■ **EXERCISE DESCRIPTION**:
Quote the records below verbatim, reproducing every line without any change.

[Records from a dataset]
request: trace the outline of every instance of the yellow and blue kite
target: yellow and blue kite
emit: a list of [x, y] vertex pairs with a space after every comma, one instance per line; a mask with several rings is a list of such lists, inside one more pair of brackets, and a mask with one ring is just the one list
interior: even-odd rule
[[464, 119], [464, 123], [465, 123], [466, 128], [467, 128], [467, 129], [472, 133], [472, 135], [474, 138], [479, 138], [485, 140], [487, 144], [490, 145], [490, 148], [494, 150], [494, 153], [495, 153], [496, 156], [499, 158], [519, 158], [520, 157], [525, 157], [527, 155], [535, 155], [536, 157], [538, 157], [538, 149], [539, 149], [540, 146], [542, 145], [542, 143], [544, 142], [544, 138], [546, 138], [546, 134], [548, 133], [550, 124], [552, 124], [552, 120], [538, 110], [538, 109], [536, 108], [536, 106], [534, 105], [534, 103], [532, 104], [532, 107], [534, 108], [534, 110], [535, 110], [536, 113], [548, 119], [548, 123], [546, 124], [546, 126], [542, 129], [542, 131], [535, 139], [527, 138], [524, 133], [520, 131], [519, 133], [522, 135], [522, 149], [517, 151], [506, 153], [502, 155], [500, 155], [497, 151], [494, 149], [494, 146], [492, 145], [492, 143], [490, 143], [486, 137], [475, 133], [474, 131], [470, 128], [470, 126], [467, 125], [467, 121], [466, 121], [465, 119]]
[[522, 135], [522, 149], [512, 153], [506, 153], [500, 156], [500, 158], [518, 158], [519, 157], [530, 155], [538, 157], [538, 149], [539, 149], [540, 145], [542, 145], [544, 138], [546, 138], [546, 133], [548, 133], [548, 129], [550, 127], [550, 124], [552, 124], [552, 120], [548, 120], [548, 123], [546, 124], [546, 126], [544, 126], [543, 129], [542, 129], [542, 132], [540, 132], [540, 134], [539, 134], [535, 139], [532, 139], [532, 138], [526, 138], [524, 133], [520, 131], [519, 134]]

■ **TASK ANSWER**:
request: trace the outline of every instance of the yellow and blue kite
target: yellow and blue kite
emit: a list of [x, y] vertex pairs with a space after every comma, one instance per line; a mask with several rings is a list of such lists, inside one more pair of brackets, and a mask with one ring is just the one list
interior: even-odd rule
[[464, 119], [464, 123], [465, 123], [466, 128], [467, 128], [467, 129], [472, 133], [472, 135], [474, 138], [479, 138], [485, 140], [487, 144], [490, 145], [490, 148], [494, 150], [494, 153], [495, 153], [496, 156], [499, 158], [519, 158], [520, 157], [525, 157], [527, 155], [535, 155], [536, 157], [538, 157], [538, 149], [539, 149], [540, 146], [542, 145], [542, 143], [544, 142], [544, 138], [546, 138], [546, 134], [548, 133], [550, 124], [552, 124], [552, 120], [538, 110], [538, 109], [536, 108], [536, 106], [534, 105], [534, 103], [532, 104], [532, 107], [534, 108], [534, 110], [535, 110], [536, 113], [548, 119], [548, 123], [546, 124], [546, 126], [542, 129], [542, 131], [535, 139], [527, 138], [524, 133], [520, 131], [519, 133], [522, 135], [522, 149], [517, 151], [506, 153], [502, 155], [500, 155], [497, 151], [494, 149], [494, 146], [492, 145], [492, 143], [490, 143], [486, 137], [475, 133], [474, 131], [470, 128], [470, 126], [467, 125], [467, 121], [466, 121], [465, 119]]
[[522, 135], [522, 149], [512, 153], [506, 153], [500, 156], [500, 158], [518, 158], [519, 157], [530, 155], [538, 157], [538, 149], [539, 149], [540, 145], [542, 145], [544, 138], [546, 138], [546, 133], [548, 133], [548, 129], [550, 127], [550, 124], [552, 124], [552, 120], [548, 120], [548, 123], [546, 124], [546, 126], [544, 126], [543, 129], [542, 129], [542, 132], [540, 132], [540, 134], [539, 134], [535, 139], [532, 139], [532, 138], [526, 138], [524, 133], [520, 131], [519, 134]]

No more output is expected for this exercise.